◆ TASK BRIEF ◆
Take every line in the entries that includes the word "deck" and copy it.

◆ DATA SHOWN ◆
────

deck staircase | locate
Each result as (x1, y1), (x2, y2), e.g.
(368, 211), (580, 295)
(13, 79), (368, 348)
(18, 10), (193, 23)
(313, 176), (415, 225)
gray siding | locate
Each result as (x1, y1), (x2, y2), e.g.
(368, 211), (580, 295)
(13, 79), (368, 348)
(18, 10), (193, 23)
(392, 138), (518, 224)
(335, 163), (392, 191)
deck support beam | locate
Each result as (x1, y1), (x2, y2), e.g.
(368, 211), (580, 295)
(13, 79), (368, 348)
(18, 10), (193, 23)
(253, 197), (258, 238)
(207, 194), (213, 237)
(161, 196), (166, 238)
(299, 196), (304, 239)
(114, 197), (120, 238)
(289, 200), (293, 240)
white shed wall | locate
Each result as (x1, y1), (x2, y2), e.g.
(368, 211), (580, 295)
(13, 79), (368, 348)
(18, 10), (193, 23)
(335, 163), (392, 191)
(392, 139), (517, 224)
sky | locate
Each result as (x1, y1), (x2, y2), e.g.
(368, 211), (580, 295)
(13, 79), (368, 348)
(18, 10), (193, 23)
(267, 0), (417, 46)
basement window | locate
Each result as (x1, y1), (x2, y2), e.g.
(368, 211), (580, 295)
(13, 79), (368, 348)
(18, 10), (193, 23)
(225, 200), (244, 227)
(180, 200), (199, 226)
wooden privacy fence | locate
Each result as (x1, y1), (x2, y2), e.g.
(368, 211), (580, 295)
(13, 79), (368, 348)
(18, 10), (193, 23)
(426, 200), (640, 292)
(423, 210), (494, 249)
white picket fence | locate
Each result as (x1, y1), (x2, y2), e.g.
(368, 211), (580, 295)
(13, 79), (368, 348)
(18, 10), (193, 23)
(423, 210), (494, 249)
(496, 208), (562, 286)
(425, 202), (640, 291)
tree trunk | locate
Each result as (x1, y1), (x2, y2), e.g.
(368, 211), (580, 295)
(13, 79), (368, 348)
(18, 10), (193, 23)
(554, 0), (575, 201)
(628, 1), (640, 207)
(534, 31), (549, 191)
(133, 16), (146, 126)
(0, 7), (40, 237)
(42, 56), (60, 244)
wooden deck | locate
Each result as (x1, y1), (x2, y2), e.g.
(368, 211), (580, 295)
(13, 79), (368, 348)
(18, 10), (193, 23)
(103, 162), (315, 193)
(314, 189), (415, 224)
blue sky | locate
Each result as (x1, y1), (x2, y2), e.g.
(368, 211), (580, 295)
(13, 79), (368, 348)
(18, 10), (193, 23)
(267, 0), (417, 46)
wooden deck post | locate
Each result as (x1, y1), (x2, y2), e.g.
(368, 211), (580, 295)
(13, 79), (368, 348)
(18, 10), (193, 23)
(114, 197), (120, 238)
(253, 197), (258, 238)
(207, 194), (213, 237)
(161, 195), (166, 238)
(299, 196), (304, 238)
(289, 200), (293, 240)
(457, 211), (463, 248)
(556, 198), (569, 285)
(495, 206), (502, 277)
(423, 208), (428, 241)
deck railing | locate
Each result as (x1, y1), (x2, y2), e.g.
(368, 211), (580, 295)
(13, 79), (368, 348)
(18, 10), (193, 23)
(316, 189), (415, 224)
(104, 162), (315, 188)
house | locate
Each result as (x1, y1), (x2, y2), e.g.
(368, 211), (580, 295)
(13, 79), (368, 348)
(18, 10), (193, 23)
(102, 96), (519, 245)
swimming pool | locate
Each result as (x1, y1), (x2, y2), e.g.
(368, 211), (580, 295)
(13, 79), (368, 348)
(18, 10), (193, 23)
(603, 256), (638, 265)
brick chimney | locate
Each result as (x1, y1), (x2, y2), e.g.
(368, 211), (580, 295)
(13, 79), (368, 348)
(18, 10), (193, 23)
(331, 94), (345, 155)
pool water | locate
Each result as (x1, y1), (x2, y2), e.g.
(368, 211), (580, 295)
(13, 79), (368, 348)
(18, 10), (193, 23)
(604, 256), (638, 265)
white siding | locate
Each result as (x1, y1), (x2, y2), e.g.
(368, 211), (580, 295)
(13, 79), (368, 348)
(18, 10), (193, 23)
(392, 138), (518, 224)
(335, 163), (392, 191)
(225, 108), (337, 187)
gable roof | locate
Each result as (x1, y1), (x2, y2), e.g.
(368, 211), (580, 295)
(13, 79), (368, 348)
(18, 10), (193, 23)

────

◆ ANSWER BOX ◆
deck staircase | locate
deck support beam | locate
wooden deck | locate
wooden deck post | locate
deck railing | locate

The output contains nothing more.